_Image point grounding data:_
════
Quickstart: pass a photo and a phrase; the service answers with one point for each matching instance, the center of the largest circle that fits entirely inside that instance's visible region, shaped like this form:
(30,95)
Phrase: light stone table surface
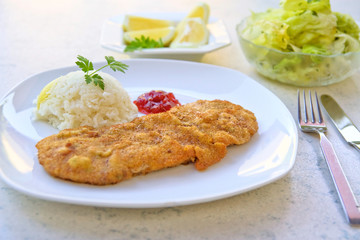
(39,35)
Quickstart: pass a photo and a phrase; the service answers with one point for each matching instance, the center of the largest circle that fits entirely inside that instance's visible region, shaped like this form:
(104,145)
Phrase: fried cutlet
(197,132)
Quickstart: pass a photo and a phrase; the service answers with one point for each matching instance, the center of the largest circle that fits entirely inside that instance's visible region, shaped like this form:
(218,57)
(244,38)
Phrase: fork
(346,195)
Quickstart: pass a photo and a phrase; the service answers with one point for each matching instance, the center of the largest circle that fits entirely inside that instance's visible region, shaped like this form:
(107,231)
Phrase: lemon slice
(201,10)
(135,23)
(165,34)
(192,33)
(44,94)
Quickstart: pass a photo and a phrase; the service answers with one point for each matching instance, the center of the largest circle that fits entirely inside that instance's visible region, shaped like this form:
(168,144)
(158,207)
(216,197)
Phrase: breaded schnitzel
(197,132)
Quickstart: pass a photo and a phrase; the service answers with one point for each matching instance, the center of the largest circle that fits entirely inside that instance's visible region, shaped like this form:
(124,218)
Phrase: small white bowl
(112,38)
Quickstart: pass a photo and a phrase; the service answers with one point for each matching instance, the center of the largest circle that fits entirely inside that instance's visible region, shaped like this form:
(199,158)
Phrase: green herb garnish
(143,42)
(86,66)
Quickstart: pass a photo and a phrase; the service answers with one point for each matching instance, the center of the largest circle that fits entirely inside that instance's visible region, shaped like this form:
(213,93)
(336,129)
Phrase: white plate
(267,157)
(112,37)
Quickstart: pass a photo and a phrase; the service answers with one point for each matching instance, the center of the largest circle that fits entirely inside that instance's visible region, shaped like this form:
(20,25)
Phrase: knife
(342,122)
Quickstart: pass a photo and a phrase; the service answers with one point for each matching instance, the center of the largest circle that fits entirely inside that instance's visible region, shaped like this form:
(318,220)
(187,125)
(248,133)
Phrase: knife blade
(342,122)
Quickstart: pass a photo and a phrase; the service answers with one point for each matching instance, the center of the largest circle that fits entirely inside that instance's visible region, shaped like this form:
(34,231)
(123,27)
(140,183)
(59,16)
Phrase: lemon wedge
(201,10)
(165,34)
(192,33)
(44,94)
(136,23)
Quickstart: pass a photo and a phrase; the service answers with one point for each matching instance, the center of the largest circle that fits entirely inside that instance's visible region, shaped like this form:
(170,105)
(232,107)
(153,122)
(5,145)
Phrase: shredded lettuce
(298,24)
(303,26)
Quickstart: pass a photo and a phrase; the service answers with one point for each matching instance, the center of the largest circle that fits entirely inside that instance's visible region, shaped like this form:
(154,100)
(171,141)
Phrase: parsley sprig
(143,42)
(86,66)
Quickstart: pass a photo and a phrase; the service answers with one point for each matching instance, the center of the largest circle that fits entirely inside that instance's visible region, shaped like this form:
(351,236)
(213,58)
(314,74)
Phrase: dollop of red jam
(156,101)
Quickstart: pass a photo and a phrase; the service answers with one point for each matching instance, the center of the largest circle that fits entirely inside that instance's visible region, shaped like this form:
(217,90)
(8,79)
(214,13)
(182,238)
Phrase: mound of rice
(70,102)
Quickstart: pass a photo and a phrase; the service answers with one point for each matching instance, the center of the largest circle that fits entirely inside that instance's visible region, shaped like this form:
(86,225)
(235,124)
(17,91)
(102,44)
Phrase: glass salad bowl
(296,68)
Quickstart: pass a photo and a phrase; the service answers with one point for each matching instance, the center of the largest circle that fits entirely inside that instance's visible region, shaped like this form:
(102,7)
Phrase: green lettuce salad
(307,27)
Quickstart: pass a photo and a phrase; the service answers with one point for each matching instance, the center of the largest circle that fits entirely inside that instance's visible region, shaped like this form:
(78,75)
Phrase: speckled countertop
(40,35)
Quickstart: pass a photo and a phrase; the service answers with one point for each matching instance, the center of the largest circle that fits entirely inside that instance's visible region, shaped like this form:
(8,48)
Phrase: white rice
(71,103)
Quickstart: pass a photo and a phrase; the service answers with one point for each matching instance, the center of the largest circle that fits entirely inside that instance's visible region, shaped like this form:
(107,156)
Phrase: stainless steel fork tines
════
_Task:_ Skip the pictures and give the entries above again word for word.

_Task solution:_
Quickstart: pass a photo and a phrase; the service answers with one point for each matching instance, the center of the largest circle that fits entirely inside that instance's visible region, shaped like this form:
(30,95)
Phrase: light stone table surface
(39,35)
Quickstart: pass a photo and a phrase; the service answers with one point for each matching instance, the center of the largest circle that fits entirely inside that instance's visible region, shaped like this form:
(104,145)
Phrase: fried cutlet
(197,132)
Quickstart: pass a photo and a phrase; the service answers with one point for each matching instance, the center of the largest circle that fits entirely inside that instance's visible region, shaped like this form:
(218,57)
(244,38)
Phrase: fork
(346,195)
Quickstart: pass a photo and a phrase; the service answers with one point for each matching instance, the center of the largest circle that fits entirely inside that instance's visible region, shaped like this form:
(107,231)
Phrase: lemon slice
(201,10)
(135,23)
(165,34)
(192,33)
(44,94)
Quickstart: pass a photo and a phrase; the service answers with one point for each matching instance, the center of the largest circle that fits entirely inside that instance's visible region, shaped like this form:
(168,144)
(158,207)
(216,197)
Phrase: breaded schnitzel
(197,132)
Quickstart: pass a photo and a phrase; the service answers with one point for each matching instance, the center of the largest circle that fits entirely inside that instance's visible region, shaped like this form:
(124,218)
Phrase: small white bowl
(112,38)
Quickstart: pass a photo and a phrase; the service answers with one point for each matching instance, the center of the largest circle that fits entirely inside that instance's visible region, shaped like this form:
(199,158)
Phrase: green herb garnish
(143,42)
(86,66)
Quickstart: pass a photo and a phrase; the service answers with one point for each matching instance, the center of the largest circle that fits entirely inside that instance's visible region, shaped like this form:
(213,93)
(336,129)
Phrase: white plate
(267,157)
(112,37)
Quickstart: pass a photo and a phrase; the service answers with one point for each matching instance, the center of the largest circle that fits entirely inside that instance's visible region, shaped like this form:
(20,25)
Phrase: knife
(342,122)
Quickstart: pass a photo and a phrase; the service answers with one point for each matching instance, the center of the largest circle that fits entirely inside that instance's visible region, shaped like this form:
(318,220)
(187,125)
(248,133)
Phrase: knife blade
(342,122)
Quickstart: pass a photo and a phrase; the service answers with one point for each matching instance, the center of the largest circle that fits entirely inside that instance's visible region, shaped like this form:
(34,231)
(123,27)
(140,183)
(59,16)
Phrase: lemon wedge
(201,10)
(165,34)
(192,33)
(44,94)
(136,23)
Quickstart: pass a photo and a phrase; the service answers with one point for each matching instance, the center of the largest circle that fits entirely inside that instance's visible region, shaped like this form:
(170,105)
(232,107)
(153,122)
(5,145)
Phrase: shredded lettuce
(298,24)
(303,26)
Quickstart: pass a photo and a phrase; the service answers with one point for each matching instance, the center of the largest circle that fits entirely inside that instance's visible region, shaped like this form:
(154,100)
(171,141)
Phrase: parsley sprig
(143,42)
(86,66)
Quickstart: pass a photo and a phrase; the service answers with one point for each matching instance, the center of the largest circle that fits entirely inside that instance's visible region, shaped like this form:
(351,236)
(213,58)
(314,74)
Phrase: dollop of red jam
(156,101)
Quickstart: pass a photo and a phrase; the service answers with one point for each matching instance, the center of the largest circle that fits entirely inside that instance's visible region, shaped like this form:
(217,90)
(8,79)
(214,13)
(182,238)
Phrase: mound of rice
(70,102)
Quickstart: pass a photo and a phrase; the service answers with one point for each matching instance, the center of the largest circle that fits entirely inside that instance's visible region, shaped like this form:
(86,225)
(235,124)
(17,91)
(102,44)
Phrase: glass salad bowl
(296,68)
Quickstart: pass a photo and a phrase; the service answers with one point for each matching instance, the center of the largest circle that fits entirely inside that instance's visible region, shaped like this form:
(102,7)
Phrase: green lettuce salad
(307,27)
Quickstart: pass a photo and a phrase; the service answers with one point for each matching instance, the center of the largest circle that fits entirely inside that instance's visible region, shaped like this form:
(78,75)
Phrase: speckled countertop
(40,35)
Quickstart: pass a photo and a phrase; the service answers with one point for each matching instance, the center of the largest circle that fits entirely inside that instance's visible region, shaped like this form:
(8,48)
Phrase: white rice
(71,103)
Quickstart: pass a photo and a phrase; the service answers with one point for each matching instance, the center of the largest circle that fits entirely inside that instance's visible region, shaped like this form:
(107,156)
Phrase: stainless steel fork tines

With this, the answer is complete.